### TASK REQUIREMENTS
Reproduce the data below verbatim from the line containing "Note: in this drill the class marks the wall" through its final line, and produce nothing more.

### RECORDS SHOWN
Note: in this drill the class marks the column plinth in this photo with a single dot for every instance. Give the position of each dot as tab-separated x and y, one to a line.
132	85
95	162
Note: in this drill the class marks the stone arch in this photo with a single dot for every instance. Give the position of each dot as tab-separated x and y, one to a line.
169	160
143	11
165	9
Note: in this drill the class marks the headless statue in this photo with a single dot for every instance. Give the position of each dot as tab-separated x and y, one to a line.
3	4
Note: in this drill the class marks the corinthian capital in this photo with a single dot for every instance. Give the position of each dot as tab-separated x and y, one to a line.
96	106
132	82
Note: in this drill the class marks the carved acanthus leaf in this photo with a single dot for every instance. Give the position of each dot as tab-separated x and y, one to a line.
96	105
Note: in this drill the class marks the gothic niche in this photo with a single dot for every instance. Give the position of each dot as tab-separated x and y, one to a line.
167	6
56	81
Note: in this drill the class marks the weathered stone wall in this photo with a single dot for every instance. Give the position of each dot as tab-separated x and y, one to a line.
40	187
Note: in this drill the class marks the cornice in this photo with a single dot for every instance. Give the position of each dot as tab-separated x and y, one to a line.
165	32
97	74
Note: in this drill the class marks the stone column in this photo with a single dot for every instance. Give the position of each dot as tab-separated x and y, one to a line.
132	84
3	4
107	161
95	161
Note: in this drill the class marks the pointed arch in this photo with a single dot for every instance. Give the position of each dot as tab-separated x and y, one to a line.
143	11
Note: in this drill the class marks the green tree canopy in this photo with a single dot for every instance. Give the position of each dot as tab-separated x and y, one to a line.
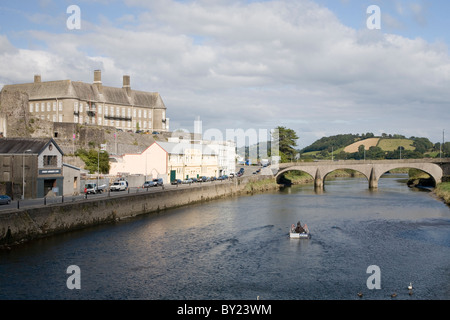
287	143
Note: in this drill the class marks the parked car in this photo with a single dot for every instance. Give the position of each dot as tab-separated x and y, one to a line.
119	186
4	199
91	188
148	184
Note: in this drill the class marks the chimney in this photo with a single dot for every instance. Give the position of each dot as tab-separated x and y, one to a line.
126	85
98	80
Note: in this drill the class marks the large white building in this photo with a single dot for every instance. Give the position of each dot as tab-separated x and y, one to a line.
169	161
94	103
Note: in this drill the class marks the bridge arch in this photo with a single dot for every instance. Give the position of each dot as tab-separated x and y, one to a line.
281	173
365	174
372	170
433	170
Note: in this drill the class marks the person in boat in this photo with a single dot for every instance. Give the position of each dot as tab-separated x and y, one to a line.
299	228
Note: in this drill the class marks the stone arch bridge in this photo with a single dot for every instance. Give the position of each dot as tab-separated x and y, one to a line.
371	169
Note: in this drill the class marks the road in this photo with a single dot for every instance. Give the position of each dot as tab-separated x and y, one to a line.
17	204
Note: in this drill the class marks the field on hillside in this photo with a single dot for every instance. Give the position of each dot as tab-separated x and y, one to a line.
393	144
371	142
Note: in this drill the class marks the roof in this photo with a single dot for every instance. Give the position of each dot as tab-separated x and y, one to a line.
180	148
88	92
22	145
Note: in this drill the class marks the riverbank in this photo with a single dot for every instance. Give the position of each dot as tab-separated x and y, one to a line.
443	192
22	225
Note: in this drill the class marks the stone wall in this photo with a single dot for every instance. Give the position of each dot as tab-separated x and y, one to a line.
20	225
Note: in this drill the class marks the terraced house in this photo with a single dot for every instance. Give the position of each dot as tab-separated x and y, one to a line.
96	104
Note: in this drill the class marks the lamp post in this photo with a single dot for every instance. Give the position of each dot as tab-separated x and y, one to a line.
23	173
98	164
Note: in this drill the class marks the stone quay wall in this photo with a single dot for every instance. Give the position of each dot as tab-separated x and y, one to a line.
22	225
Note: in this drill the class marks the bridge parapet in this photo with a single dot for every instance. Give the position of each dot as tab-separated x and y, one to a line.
371	169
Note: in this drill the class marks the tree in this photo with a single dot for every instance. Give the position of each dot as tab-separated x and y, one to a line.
287	141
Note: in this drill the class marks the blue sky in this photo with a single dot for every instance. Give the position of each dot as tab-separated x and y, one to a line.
312	66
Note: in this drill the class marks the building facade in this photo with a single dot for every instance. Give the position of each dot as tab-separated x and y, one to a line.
169	161
85	103
31	167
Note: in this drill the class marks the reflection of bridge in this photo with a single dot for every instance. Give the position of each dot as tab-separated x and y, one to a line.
371	169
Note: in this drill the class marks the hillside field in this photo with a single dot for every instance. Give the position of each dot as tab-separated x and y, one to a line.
393	144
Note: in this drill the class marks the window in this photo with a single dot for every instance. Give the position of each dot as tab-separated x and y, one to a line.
50	161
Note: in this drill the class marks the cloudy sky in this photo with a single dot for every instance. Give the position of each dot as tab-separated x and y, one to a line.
310	65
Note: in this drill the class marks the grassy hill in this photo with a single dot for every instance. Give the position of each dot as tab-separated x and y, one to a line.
394	144
347	146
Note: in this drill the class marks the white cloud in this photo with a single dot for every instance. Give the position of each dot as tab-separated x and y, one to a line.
259	64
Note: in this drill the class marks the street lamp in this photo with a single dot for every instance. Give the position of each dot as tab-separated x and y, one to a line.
23	173
98	164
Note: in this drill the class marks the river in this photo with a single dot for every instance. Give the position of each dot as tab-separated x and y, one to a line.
239	249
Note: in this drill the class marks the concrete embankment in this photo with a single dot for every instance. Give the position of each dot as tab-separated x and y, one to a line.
21	225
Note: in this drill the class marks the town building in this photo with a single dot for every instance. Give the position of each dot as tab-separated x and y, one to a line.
66	101
169	161
30	167
72	179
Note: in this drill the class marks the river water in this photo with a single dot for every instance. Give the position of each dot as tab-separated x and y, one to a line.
239	249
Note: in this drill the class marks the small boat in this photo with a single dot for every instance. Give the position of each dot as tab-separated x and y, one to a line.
299	235
304	235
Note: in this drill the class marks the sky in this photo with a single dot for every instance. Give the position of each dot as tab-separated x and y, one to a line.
313	66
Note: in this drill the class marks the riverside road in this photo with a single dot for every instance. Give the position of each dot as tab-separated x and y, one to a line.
17	204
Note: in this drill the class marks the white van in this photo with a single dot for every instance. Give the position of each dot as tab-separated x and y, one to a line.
119	186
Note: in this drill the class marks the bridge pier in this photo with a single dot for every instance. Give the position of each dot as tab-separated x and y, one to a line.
318	181
373	181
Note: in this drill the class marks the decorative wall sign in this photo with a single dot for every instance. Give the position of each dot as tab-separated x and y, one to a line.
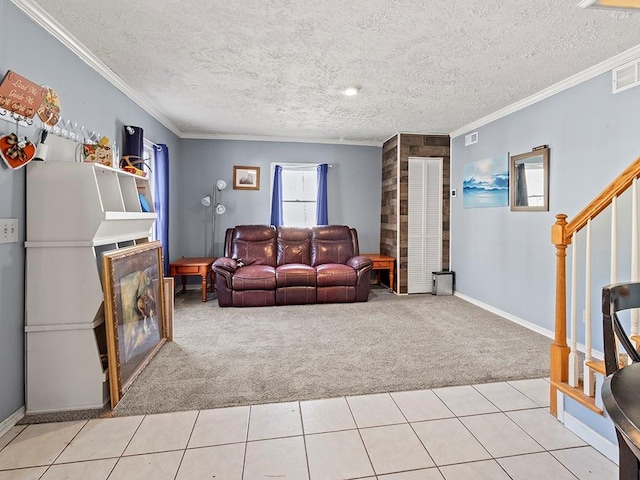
486	182
20	95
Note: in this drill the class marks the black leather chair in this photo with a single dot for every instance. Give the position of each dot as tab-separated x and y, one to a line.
620	389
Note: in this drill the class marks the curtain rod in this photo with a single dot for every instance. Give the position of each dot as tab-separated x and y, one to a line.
292	166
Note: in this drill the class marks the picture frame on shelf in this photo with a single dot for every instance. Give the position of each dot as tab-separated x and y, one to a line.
134	312
246	178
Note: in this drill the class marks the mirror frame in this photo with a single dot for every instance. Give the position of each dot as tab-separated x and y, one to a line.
536	152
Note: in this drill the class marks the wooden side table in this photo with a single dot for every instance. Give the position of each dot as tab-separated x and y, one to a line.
194	266
382	262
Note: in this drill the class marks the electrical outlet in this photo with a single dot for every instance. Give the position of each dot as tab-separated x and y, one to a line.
8	230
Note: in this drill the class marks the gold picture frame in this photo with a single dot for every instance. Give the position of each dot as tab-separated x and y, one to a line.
529	181
134	302
246	178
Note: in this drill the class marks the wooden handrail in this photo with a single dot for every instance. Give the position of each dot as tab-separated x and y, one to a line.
602	201
561	236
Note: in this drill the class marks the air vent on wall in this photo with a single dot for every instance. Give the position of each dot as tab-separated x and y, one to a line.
470	139
626	76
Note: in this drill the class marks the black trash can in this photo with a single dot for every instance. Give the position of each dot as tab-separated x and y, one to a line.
443	282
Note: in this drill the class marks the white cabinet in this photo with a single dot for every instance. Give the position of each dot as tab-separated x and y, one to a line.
75	212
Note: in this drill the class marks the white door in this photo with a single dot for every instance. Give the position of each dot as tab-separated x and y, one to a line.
424	223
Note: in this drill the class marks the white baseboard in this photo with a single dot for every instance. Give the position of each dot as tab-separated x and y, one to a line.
593	438
520	321
9	422
508	316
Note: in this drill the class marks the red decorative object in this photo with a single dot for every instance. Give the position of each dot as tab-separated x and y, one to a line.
16	152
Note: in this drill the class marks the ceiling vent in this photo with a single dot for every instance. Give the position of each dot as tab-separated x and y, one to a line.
626	76
470	139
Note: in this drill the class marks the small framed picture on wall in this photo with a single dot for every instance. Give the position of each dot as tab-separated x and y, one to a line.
246	178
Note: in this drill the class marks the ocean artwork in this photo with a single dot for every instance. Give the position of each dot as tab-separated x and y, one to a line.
486	182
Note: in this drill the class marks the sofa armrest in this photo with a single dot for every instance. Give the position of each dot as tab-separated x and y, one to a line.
360	263
225	264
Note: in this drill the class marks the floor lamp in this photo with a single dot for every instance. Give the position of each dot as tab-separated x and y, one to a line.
218	209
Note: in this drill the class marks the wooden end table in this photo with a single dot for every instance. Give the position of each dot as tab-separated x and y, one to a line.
194	266
382	262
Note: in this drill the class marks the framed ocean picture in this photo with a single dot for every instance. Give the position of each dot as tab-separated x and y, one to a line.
486	182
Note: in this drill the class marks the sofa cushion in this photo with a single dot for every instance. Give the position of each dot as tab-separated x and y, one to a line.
254	277
254	298
295	295
336	294
331	244
294	245
295	275
335	275
254	244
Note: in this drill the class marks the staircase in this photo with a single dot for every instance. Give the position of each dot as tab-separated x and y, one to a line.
570	375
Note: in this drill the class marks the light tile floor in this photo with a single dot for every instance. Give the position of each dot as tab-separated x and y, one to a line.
482	432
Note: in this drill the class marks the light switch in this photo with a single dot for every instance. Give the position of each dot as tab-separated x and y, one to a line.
8	230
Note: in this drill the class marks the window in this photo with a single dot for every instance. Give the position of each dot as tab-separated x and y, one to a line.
299	195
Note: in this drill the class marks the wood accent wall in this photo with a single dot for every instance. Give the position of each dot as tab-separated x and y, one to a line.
395	202
389	207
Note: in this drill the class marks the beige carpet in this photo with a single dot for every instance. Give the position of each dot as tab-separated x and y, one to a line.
238	356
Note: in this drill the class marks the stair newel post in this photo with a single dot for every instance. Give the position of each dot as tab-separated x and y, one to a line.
559	348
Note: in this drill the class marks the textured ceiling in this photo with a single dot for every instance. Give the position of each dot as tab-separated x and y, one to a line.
276	67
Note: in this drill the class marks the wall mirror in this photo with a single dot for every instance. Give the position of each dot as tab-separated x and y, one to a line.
529	181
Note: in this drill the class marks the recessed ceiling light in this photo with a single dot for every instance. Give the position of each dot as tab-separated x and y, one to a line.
351	91
611	4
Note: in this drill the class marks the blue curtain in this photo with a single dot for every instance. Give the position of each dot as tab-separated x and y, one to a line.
276	200
322	211
161	201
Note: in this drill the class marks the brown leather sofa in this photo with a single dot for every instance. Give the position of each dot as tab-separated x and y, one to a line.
264	265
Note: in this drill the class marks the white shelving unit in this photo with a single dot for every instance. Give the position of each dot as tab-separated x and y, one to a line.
75	212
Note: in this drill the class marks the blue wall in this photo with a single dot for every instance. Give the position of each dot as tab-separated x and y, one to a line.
505	259
354	187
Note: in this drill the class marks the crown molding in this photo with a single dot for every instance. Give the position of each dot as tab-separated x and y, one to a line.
46	21
588	74
257	138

### TASK RESULT
Note: in this drill the class marks the wall mirror in this photo with a single dot for every instance. Give the position of each dot as tab-separated x and y, one to a line.
529	181
Note: in this drill the class marks the recessed ceiling light in this photo with a single dot for every instance. Give the position of each dot as tab-separated x and y, one to a line.
351	91
611	4
Note: in this drill the class marks the blue curtain in this photo with a single dot for every instance. Give the position of each dot as tab-separated x and y, one to a line.
276	200
322	211
161	201
Note: in this drill the class marks the brown leather sofa in this photo with a single dot for every instance. Give the position of each dot as tab-separated x and y, one to a line.
264	265
Note: in this drill the class marks the white shelving unit in this photo with a single dot for every instance. Give the position of each dot as tab-separated x and y, one to a line.
75	212
Note: in this drill the class marks the blue wall in this photo with a single dot for every instance. Give the position of each dot as tab-separated x and y, one to a line.
505	259
354	187
Note: in this drill the class marks the crown molding in this photo with a single dot for every instance. Give the position of each dot as tab-separated x and y, one to a line.
46	21
588	74
257	138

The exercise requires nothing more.